• **Short problem 1**
According to the forum thread, why is malloc() not used very often on an Arduino?
• **Short problem 2**
Edit the forum thread from "struct TBoton" to "I have read.", inclusive, putting "TButton" wherever "TBoton" appears.

Pointers... NEW.... -- How to create an array specifying the size "behind"

Hello, I have a kind of structure like that in an external file estructura.h

#include <Arduino.h>

struct TBoton
{ char nombrebt[13];
  boolean estado; 
 };

struct TZona
{
  char nzona[13]; 
  TBoton boton[8];  
};

As you can see, I have specified the size of “TBoton boton” (in our case 8)

I would, in my main skectch, read a value, and create the structure with the size I have read.

I have been reading, and I think I understand more or less the idea of using pointers …when I use … TBoton *ptrboton, ptrboton can recieve &miboton (the address)… and work like ptrboton-> in my structure…

But I don’t have clear how to create the structure… using NEW … sending the value for the size or my array…

Changes in structure.h ???

Sintaxis for the NEW … in the main skectch ???

Thank you very much…

malloc() is used to request an area of memory of variable size. It is not used very often on an Arduino because the memory is so small that you have to know at all times how much memory your program is using so that you can keep it small enough to fit.

Usually you should use a normal fixed array to reserve an area big enough for what you need and then keep your own count for how much of it is filled.

Maybe, something like this ?

// Global pointer to TZona
TZona *Ptr_TZona;
    
setup()
{
    size_t  Buffer_Size_Needed;
    int     Number_Of_Structures;

    // Get the number of TZona structures needed
    Number_Of_Structures = Get_Number_Of_Structures();

    // Calculate the buffer size needed
    Buffer_Size_Needed = sizeof( TZona ) * Number_Of_Structures;

    // Allocate the Buffer and set Global TZona Pointer
    Ptr_TZona = (TZona *)malloc( Buffer_Size_Needed );

    // If malloc failed ?

[Rows from a pointing dataset]
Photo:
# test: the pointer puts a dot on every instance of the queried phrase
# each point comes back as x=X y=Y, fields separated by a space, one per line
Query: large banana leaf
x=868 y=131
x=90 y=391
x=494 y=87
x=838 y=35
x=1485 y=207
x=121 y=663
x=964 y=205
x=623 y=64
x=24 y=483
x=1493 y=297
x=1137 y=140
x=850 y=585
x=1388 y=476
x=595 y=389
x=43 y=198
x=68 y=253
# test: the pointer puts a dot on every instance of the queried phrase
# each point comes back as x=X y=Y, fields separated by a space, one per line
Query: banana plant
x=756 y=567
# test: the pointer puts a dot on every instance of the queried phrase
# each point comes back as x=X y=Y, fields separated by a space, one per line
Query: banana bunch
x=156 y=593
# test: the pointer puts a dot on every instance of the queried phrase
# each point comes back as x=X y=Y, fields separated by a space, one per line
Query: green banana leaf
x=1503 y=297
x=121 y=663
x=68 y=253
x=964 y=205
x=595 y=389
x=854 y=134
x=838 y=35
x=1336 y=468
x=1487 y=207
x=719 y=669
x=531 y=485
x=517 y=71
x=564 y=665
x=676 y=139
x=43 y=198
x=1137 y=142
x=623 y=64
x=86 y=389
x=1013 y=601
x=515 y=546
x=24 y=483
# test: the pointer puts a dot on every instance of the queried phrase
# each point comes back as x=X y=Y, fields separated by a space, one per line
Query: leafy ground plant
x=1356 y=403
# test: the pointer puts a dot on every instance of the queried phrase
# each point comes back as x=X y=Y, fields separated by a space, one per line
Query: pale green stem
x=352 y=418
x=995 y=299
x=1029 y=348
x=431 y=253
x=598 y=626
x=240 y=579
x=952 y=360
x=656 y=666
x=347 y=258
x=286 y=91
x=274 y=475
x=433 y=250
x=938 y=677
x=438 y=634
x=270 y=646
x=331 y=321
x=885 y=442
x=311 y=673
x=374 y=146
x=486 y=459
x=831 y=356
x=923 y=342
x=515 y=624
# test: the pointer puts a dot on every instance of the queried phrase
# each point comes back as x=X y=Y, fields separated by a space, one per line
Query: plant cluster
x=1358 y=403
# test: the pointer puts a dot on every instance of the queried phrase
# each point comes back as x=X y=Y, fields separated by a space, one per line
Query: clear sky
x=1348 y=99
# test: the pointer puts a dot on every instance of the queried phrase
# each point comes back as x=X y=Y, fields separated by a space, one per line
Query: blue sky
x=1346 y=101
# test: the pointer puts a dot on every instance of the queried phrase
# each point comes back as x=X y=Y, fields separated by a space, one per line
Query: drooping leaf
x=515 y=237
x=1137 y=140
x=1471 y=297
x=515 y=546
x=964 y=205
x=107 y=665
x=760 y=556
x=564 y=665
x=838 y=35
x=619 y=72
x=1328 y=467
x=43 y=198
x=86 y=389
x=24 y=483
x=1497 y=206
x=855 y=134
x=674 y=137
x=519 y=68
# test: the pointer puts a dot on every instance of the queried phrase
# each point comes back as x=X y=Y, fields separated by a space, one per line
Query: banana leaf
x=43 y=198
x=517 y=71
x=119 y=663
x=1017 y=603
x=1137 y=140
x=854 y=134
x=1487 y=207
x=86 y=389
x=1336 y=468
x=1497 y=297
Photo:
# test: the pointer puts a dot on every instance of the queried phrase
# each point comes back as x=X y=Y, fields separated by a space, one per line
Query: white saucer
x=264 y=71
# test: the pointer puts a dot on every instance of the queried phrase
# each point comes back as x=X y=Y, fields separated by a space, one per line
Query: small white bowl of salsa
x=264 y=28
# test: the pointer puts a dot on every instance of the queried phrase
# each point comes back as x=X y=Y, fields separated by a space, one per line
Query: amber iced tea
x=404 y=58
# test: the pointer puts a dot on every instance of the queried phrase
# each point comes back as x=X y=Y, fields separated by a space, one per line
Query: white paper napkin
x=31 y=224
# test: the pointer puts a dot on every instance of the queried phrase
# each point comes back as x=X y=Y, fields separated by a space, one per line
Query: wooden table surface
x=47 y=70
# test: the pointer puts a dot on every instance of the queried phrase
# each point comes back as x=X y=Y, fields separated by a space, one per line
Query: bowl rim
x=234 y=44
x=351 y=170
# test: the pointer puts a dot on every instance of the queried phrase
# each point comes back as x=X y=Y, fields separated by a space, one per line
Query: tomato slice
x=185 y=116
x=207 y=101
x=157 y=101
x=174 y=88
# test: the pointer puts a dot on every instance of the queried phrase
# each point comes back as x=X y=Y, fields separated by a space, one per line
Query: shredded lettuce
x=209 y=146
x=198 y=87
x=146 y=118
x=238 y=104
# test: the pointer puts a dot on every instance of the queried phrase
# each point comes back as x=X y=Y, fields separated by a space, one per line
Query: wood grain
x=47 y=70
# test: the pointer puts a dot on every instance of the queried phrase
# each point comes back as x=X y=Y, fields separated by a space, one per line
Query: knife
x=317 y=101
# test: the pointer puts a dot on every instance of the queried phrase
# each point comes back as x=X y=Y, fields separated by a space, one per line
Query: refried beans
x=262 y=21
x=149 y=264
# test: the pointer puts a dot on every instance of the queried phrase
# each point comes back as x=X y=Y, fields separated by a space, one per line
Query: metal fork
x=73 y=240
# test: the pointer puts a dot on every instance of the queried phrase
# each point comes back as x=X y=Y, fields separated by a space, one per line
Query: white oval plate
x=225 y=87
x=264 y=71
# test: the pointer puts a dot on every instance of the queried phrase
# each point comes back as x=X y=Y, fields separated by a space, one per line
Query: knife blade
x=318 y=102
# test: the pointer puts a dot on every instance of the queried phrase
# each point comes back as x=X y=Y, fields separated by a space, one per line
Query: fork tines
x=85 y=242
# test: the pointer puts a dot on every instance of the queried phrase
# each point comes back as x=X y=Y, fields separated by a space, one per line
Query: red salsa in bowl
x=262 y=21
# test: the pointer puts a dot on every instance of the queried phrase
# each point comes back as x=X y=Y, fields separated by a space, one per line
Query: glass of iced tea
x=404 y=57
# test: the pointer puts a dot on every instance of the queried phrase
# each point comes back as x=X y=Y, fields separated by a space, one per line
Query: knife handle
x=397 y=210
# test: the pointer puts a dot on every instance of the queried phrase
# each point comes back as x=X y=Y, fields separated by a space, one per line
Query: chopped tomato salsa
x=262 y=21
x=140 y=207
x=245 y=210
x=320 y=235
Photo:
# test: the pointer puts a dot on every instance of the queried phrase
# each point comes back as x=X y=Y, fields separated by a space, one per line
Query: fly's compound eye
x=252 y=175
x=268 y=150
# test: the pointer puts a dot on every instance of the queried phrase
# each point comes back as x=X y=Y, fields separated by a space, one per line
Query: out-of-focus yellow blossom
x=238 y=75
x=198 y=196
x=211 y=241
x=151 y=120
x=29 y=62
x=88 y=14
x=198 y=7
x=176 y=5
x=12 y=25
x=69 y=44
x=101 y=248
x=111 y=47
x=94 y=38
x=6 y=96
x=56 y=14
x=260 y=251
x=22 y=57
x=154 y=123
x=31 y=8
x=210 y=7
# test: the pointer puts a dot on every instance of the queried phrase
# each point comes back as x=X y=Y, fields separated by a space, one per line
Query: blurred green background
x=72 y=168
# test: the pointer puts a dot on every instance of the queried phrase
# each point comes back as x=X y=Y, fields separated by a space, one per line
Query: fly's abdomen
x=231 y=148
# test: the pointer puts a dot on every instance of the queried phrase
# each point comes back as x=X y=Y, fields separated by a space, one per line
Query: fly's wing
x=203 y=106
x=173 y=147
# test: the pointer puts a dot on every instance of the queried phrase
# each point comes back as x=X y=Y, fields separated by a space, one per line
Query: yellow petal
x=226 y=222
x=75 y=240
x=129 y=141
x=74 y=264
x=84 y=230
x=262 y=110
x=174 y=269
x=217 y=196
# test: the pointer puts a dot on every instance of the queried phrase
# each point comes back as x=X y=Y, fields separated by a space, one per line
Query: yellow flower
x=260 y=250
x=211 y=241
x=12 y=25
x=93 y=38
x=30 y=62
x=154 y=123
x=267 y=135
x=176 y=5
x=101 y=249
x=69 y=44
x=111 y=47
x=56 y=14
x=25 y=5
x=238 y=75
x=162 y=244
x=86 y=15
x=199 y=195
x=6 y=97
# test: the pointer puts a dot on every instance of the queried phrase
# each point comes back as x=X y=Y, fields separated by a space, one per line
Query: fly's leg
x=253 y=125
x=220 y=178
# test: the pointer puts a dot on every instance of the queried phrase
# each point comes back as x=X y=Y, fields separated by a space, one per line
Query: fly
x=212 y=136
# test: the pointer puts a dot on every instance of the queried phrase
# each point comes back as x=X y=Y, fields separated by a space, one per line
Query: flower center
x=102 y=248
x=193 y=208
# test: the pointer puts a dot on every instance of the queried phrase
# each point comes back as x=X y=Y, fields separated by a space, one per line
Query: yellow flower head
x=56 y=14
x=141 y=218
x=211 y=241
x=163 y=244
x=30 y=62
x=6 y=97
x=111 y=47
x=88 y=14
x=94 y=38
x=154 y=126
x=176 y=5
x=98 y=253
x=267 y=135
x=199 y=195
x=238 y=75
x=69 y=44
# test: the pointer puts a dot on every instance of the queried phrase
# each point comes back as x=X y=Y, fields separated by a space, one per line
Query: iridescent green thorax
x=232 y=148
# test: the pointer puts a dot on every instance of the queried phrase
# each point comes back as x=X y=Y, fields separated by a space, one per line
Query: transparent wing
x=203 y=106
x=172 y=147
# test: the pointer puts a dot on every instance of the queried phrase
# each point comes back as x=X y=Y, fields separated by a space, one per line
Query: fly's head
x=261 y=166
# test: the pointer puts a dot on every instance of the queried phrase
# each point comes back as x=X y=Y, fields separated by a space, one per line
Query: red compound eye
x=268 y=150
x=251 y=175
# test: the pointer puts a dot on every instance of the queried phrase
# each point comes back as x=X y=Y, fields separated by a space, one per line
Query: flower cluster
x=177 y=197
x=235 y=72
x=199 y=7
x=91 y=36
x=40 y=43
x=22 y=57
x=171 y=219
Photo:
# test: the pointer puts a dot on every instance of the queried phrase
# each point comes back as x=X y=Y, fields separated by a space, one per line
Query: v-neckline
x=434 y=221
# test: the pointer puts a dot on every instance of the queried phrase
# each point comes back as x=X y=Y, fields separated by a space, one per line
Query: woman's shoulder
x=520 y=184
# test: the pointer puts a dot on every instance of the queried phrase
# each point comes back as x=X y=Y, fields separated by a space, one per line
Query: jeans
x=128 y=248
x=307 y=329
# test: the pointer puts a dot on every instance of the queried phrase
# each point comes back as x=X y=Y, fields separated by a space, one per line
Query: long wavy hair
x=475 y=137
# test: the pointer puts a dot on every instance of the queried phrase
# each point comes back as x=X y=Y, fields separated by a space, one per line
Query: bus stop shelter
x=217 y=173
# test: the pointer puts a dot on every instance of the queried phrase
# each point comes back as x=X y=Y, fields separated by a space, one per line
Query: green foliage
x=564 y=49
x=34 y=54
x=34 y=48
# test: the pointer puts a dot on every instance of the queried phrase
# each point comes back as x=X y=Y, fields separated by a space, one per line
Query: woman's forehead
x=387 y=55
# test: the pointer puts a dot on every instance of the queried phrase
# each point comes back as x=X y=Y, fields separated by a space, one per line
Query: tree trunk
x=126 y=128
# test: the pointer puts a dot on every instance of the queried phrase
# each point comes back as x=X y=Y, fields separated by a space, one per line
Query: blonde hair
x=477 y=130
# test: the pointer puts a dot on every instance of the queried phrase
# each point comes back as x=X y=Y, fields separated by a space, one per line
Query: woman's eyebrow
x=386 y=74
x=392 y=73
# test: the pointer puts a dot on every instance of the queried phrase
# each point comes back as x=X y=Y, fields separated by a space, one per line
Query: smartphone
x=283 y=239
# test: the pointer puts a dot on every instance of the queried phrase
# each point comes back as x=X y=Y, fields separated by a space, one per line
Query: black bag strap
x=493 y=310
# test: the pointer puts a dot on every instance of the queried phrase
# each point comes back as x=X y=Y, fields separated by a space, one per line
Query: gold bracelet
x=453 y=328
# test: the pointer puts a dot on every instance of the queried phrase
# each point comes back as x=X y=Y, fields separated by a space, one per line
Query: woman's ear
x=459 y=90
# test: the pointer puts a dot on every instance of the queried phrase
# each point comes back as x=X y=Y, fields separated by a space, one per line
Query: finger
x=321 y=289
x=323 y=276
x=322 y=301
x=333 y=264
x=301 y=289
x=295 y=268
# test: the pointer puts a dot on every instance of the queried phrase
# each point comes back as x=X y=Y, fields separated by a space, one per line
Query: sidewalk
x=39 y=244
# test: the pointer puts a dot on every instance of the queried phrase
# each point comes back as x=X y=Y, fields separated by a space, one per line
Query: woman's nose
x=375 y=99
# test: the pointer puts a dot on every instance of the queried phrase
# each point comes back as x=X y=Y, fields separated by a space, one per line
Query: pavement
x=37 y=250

• **Task answer 1**
The memory is so small that you have to know at all times how much memory your program is using, so that it stays small enough to fit.

• **Task answer 2**
struct TButton
{ char nombrebt[13];
  boolean estado; 
 };

struct TZona
{
  char nzona[13]; 
  TButton boton[8];  
};

As you can see, I have specified the size of “TButton boton” (in our case 8)

I would, in my main skectch, read a value, and create the structure with the size I have read.